**Activity**
Please retype every entry below, keeping it exactly the same.

**Data excerpts**
____

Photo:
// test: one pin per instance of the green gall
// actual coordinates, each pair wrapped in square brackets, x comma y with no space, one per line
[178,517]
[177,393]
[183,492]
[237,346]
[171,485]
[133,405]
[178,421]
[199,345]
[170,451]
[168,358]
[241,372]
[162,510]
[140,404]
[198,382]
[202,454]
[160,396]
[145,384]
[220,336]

____

**Solution below**
Photo:
// test: one pin per instance of the green gall
// actual coordinates, each pair wrapped in square brackets, x comma y with no space, one per line
[178,517]
[177,393]
[183,492]
[237,346]
[171,485]
[133,405]
[178,421]
[199,345]
[170,451]
[168,358]
[241,372]
[162,510]
[140,404]
[198,382]
[202,454]
[160,396]
[145,384]
[220,336]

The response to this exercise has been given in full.